- DOCUMENT EXCERPT -
#####
Recall $g_{\sigma}^{(m)}(x)=((m-1)(J_{\sigma}^{2}(x)+K_{\sigma}^{2}(x))-mJ_{\sigma}(x))/\sigma^{2}$ for any $x\in[-1,1]$ , which is the quantity that determines the behaviour of (23). To gain more insight, we numerically plot $F_{\sigma}^{(t)}(x)$ for $t=0,1,2$ in Figure 2 and $F_{\sigma}(x)$ under different $\sigma$ in Figure 12. We also plot $g_{\sigma}^{(m)}(x)$ under different $\sigma$ in Figure 12.

Appendix D Applying Theorem 2.A to bGMMs

In anticipation of leveraging Theorem 2.A together with the sub-Gaussianity of the loss function for the bGMM to derive generalization bounds in terms of information-theoretic quantities (just as in Russo and Zou (2016); Xu and Raginsky (2017); Bu et al. (2020)), we find it convenient to show that $\mathbf{X}$ and $l(\bm{\theta},(\mathbf{X},Y))$ are bounded w.h.p.. By defining the $\ell_{\infty}$ ball $\mathcal{B}_{r}^{y}:=\{\mathbf{x}\in\mathbb{R}^{d}:\|\mathbf{x}-y\bm{\mu}\|_{\infty}\leq r\}$ , we see that

\displaystyle\Pr(\mathbf{X}\in\mathcal{B}_{r}^{Y})=\bigg{(}1-2\Phi\Big{(}-\frac{r}{\sigma}\Big{)}\bigg{)}^{d}=:1-\delta_{r,d},

(123)

where $\Phi(\cdot)$ is the Gaussian cumulative distribution function. By choosing $r$ appropriately, the failure probability $\delta_{r,d}$ can be made arbitrarily small.

To show that $\bm{\theta}$ is bounded with high probability, define the set $\Theta_{\bm{\mu},c}:=\{\bm{\theta}\in\Theta:\|\bm{\theta}-\bm{\mu}\|_{\infty}\leq c\}$ for some $c>0$ . For any $\bm{\theta}\in\Theta_{\bm{\mu},c}$ , we have

	$\displaystyle\min_{(\mathbf{x},y)\in\mathcal{Z}}l(\bm{\theta},(\mathbf{x},y))$	$\displaystyle=\log(2\sqrt{(2\pi)^{d}}\sigma^{d})=:c_{1},\text{~{}~{}~{}and}$		(124)
#####
- Object point labels -
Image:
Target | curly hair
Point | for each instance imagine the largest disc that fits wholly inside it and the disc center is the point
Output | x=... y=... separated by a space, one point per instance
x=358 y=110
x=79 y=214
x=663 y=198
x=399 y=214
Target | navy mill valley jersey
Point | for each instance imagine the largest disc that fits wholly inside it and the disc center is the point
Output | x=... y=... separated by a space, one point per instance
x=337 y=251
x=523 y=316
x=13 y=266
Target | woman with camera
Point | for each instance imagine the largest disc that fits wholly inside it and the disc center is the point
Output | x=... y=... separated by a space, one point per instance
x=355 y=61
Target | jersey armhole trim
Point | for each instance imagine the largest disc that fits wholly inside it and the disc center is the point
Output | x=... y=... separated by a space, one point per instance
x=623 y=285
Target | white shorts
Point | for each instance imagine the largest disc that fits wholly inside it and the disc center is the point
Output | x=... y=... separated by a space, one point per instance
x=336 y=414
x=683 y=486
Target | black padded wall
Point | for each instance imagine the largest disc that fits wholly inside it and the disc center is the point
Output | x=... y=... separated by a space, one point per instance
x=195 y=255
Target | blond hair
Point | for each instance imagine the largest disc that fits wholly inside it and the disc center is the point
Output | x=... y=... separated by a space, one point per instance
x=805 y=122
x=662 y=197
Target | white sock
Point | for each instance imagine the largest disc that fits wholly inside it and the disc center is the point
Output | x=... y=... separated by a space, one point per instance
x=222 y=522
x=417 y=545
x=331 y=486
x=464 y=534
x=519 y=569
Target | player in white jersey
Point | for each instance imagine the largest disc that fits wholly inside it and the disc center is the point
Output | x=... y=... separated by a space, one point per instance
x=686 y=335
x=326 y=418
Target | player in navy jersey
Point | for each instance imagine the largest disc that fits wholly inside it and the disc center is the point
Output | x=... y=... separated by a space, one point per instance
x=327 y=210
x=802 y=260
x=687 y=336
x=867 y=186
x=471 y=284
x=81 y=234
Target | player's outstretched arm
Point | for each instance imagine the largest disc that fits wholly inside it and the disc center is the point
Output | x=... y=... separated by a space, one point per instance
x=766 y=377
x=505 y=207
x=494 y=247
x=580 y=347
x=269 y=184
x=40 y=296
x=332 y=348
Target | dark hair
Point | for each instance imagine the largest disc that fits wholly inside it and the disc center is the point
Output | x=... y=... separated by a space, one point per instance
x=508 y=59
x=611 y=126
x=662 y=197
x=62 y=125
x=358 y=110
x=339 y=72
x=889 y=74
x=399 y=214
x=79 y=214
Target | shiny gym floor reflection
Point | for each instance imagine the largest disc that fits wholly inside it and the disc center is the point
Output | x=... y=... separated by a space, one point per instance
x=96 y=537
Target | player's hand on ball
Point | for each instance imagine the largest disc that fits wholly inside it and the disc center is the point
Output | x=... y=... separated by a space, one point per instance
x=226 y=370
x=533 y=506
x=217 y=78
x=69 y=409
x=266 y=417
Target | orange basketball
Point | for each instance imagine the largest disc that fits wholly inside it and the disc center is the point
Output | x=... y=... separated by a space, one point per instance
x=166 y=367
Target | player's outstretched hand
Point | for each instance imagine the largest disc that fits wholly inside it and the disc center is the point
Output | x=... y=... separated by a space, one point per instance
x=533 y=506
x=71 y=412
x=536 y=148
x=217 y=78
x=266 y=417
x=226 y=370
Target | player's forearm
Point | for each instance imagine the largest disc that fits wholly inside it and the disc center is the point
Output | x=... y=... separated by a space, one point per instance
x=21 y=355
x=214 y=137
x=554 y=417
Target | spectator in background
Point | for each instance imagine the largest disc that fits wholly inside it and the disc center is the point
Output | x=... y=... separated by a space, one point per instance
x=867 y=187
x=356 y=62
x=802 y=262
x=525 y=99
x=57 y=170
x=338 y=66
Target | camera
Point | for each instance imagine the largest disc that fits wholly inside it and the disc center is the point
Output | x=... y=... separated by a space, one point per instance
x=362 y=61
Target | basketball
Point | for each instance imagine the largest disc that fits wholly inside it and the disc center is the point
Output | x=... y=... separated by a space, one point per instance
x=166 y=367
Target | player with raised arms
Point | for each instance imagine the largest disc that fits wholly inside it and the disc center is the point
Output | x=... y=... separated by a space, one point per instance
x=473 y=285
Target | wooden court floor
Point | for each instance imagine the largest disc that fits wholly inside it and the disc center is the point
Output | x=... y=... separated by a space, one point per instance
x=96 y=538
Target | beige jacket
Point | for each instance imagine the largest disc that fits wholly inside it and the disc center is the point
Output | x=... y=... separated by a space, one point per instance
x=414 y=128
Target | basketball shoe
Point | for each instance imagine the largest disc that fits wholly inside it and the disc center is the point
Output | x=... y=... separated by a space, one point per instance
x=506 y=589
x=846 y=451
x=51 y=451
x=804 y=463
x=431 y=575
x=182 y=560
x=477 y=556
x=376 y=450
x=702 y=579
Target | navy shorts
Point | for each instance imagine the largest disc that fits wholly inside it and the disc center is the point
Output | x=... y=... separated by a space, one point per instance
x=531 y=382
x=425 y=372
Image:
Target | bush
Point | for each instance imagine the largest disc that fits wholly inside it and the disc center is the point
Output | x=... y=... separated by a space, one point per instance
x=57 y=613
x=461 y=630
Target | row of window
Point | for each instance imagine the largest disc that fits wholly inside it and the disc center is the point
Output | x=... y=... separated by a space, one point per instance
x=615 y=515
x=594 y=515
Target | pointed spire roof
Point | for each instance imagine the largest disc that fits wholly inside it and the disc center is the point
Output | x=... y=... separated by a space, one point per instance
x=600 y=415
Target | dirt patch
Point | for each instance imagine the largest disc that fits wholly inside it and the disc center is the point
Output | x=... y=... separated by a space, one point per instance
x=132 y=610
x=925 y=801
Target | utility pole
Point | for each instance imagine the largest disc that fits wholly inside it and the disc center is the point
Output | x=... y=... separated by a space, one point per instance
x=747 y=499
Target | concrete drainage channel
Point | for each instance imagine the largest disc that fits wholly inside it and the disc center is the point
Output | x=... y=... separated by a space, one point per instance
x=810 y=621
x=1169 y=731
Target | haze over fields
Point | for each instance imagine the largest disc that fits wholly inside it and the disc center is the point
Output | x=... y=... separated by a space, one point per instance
#####
- EXERCISES TO COMPLETE -
#1 In the appendix excerpt on bGMMs, what is $\Phi(\cdot)$?
#2 Reproduce the part of the appendix excerpt on bGMMs between "Appendix D Applying" and "made arbitrarily small.", inclusive.

- PER-TASK ANSWERS -
#1 It is the Gaussian cumulative distribution function.

#2
Appendix D Applying Theorem 2.A to bGMMs

In anticipation of leveraging Theorem 2.A together with the sub-Gaussianity of the loss function for the bGMM to derive generalization bounds in terms of information-theoretic quantities (just as in Russo and Zou (2016); Xu and Raginsky (2017); Bu et al. (2020)), we find it convenient to show that $\mathbf{X}$ and $l(\bm{\theta},(\mathbf{X},Y))$ are bounded w.h.p.. By defining the $\ell_{\infty}$ ball $\mathcal{B}_{r}^{y}:=\{\mathbf{x}\in\mathbb{R}^{d}:\|\mathbf{x}-y\bm{\mu}\|_{\infty}\leq r\}$ , we see that

\displaystyle\Pr(\mathbf{X}\in\mathcal{B}_{r}^{Y})=\bigg{(}1-2\Phi\Big{(}-\frac{r}{\sigma}\Big{)}\bigg{)}^{d}=:1-\delta_{r,d},

(123)

where $\Phi(\cdot)$ is the Gaussian cumulative distribution function. By choosing $r$ appropriately, the failure probability $\delta_{r,d}$ can be made arbitrarily small.